▶ SOURCE PASSAGE:
# A Manual for Ruling Elders and Church Sessions



## VirginiaHuguenot (Dec 25, 2007)

Is anyone familiar with William Henry Roberts' _A Manual for Ruling Elders and Church Sessions_? There is a copy for sale on Ebay (Amazon and elsewhere too). If so, thoughts?


----------



## VirginiaHuguenot (Dec 29, 2007)

Anyone?


----------



## Dieter Schneider (Dec 29, 2007)

Have you googled here? 
If you have a google email (which is free) you can set up an alert.


----------



## VirginiaHuguenot (Dec 29, 2007)

Dieter Schneider said:


> Have you googled here?
> If you have a google email (which is free) you can set up an alert.

▶ YOUR TASKS:
- 1) In the forum thread, swap "Ebay" for "eBay" and reproduce the stretch from "Is anyone familiar" through "If so, thoughts?" with that change.
- 2) Extend the forum thread about the manual for ruling elders and church sessions, beginning after its last line.
The data after this point is separate material and has no connection to the forum thread.

▶ DATA TO EXAMINE:

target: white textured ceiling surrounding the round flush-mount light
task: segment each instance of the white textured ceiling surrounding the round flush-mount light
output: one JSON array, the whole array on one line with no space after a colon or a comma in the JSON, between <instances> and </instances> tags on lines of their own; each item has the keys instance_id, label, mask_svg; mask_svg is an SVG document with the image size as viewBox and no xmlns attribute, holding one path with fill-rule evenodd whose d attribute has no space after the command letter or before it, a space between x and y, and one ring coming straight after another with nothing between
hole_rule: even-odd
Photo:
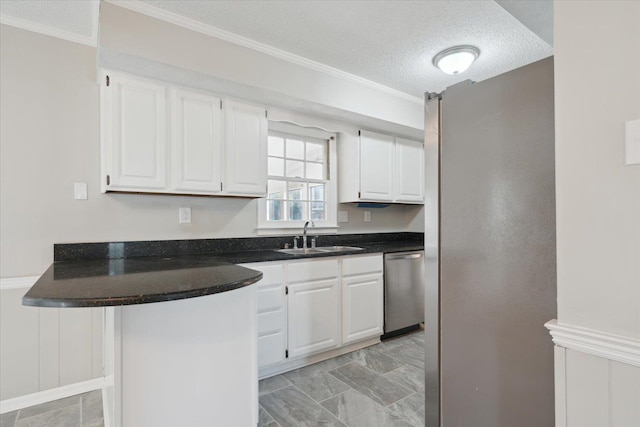
<instances>
[{"instance_id":1,"label":"white textured ceiling surrounding the round flush-mount light","mask_svg":"<svg viewBox=\"0 0 640 427\"><path fill-rule=\"evenodd\" d=\"M532 31L540 26L536 18L544 15L532 16L529 29L514 17L518 13L512 15L495 1L144 3L418 97L462 80L485 80L553 54ZM527 7L521 5L516 12L526 18L523 9ZM459 44L481 51L467 72L448 76L432 65L436 53Z\"/></svg>"}]
</instances>

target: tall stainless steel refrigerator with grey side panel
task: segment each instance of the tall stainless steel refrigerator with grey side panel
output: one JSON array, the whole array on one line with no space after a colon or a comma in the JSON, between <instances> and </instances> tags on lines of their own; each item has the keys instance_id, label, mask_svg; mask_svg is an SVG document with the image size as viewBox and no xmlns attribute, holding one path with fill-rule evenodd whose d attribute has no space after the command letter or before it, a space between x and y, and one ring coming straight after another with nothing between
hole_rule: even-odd
<instances>
[{"instance_id":1,"label":"tall stainless steel refrigerator with grey side panel","mask_svg":"<svg viewBox=\"0 0 640 427\"><path fill-rule=\"evenodd\" d=\"M552 426L553 58L426 98L426 425Z\"/></svg>"}]
</instances>

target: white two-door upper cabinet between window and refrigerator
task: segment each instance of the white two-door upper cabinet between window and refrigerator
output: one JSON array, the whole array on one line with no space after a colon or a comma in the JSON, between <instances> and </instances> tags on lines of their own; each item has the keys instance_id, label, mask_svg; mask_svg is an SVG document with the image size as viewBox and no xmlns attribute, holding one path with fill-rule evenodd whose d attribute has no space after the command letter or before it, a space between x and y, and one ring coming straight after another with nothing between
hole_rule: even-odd
<instances>
[{"instance_id":1,"label":"white two-door upper cabinet between window and refrigerator","mask_svg":"<svg viewBox=\"0 0 640 427\"><path fill-rule=\"evenodd\" d=\"M422 142L360 131L338 141L340 203L424 203Z\"/></svg>"}]
</instances>

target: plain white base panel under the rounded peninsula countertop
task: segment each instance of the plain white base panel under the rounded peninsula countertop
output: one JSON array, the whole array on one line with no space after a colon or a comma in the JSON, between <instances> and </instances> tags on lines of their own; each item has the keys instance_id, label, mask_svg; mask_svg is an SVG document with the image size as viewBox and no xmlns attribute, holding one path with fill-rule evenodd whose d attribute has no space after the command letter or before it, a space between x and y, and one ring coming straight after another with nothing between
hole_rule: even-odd
<instances>
[{"instance_id":1,"label":"plain white base panel under the rounded peninsula countertop","mask_svg":"<svg viewBox=\"0 0 640 427\"><path fill-rule=\"evenodd\" d=\"M113 426L257 424L255 286L116 307L114 324Z\"/></svg>"}]
</instances>

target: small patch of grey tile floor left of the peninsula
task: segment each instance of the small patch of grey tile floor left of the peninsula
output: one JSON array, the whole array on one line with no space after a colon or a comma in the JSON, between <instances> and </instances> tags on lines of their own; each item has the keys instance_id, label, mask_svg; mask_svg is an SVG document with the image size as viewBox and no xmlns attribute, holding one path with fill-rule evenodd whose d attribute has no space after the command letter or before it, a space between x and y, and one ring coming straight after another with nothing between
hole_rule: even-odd
<instances>
[{"instance_id":1,"label":"small patch of grey tile floor left of the peninsula","mask_svg":"<svg viewBox=\"0 0 640 427\"><path fill-rule=\"evenodd\" d=\"M0 415L0 427L103 427L100 390Z\"/></svg>"}]
</instances>

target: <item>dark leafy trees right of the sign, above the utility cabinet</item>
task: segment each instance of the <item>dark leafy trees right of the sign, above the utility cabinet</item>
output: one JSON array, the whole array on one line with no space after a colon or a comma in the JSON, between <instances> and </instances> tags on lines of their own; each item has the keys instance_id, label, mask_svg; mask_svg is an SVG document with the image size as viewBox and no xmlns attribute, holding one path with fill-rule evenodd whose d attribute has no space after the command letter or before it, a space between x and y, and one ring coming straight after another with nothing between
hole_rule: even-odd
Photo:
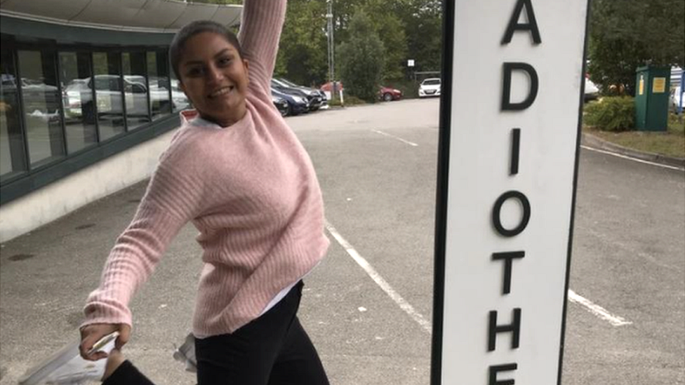
<instances>
[{"instance_id":1,"label":"dark leafy trees right of the sign, above the utility cabinet","mask_svg":"<svg viewBox=\"0 0 685 385\"><path fill-rule=\"evenodd\" d=\"M644 65L684 66L684 0L594 0L590 22L592 81L635 93L635 70Z\"/></svg>"}]
</instances>

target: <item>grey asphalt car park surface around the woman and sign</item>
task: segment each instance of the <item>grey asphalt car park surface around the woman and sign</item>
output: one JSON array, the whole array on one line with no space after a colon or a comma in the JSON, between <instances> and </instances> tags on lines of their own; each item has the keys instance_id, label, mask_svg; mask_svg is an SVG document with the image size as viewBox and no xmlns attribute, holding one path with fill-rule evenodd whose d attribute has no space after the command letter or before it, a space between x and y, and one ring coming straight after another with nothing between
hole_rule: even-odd
<instances>
[{"instance_id":1,"label":"grey asphalt car park surface around the woman and sign","mask_svg":"<svg viewBox=\"0 0 685 385\"><path fill-rule=\"evenodd\" d=\"M326 204L331 248L305 280L300 318L333 385L429 384L438 114L434 99L287 119ZM0 385L78 338L144 189L1 245ZM581 151L563 384L685 384L684 234L682 170ZM171 353L191 324L196 235L180 232L133 300L125 353L157 384L194 384Z\"/></svg>"}]
</instances>

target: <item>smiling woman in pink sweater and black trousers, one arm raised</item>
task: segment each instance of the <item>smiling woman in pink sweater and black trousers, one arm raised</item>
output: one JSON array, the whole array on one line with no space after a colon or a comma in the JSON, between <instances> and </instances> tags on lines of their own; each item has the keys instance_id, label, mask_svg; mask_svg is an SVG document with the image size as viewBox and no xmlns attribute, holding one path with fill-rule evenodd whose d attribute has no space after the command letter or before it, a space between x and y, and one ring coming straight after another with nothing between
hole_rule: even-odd
<instances>
[{"instance_id":1,"label":"smiling woman in pink sweater and black trousers, one arm raised","mask_svg":"<svg viewBox=\"0 0 685 385\"><path fill-rule=\"evenodd\" d=\"M131 332L128 302L187 222L203 248L193 334L199 385L328 384L296 312L324 257L312 162L272 104L285 0L246 0L239 36L213 22L176 34L171 63L194 110L175 133L86 303L81 355Z\"/></svg>"}]
</instances>

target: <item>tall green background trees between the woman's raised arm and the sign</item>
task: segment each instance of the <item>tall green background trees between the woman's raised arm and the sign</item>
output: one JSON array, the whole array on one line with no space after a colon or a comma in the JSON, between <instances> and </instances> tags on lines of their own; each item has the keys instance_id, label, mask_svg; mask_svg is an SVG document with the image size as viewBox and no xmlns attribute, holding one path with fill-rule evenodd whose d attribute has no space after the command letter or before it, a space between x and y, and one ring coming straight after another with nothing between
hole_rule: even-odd
<instances>
[{"instance_id":1,"label":"tall green background trees between the woman's raised arm and the sign","mask_svg":"<svg viewBox=\"0 0 685 385\"><path fill-rule=\"evenodd\" d=\"M243 0L192 0L195 3L242 4ZM288 0L274 74L305 86L328 81L325 0ZM352 19L364 11L385 47L382 79L408 79L413 71L441 67L441 0L333 0L335 78L340 79L337 48L350 40ZM407 60L415 60L409 69ZM347 86L347 85L346 85Z\"/></svg>"}]
</instances>

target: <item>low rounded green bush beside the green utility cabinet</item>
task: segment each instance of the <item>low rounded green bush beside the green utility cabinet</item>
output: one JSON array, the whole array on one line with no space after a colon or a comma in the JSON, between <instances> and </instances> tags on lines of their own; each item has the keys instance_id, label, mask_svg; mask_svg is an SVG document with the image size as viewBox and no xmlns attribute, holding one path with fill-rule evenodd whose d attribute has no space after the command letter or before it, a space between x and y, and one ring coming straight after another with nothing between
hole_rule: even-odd
<instances>
[{"instance_id":1,"label":"low rounded green bush beside the green utility cabinet","mask_svg":"<svg viewBox=\"0 0 685 385\"><path fill-rule=\"evenodd\" d=\"M604 131L627 131L635 128L635 100L627 96L603 97L588 104L585 125Z\"/></svg>"}]
</instances>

▶ ANSWERS BY ITEM:
- 1)
Is anyone familiar with William Henry Roberts' _A Manual for Ruling Elders and Church Sessions_? There is a copy for sale on eBay (Amazon and elsewhere too). If so, thoughts?

- 2)
Thanks. From that link I came up with this biographical info on the author:



> William Henry Roberts was the American secretary of the World Alliance of Reformed Churches for 30 years and its president in 1896. He was acting president of the Federal Council of Churches in 1908 and chair of the executive committee from 1908 to 1912. In recognition of his decades of service to the ecumenical movement, Roberts was honored at the 1893 Chicago World’s Fair in a special way. Among the 20 pillars in the Hall of Religion, on which were placed the statues of outstanding leaders of church union in that century, one depicted Roberts.



I am still interested in a review of the book itself, particularly by a PB'er, if possible.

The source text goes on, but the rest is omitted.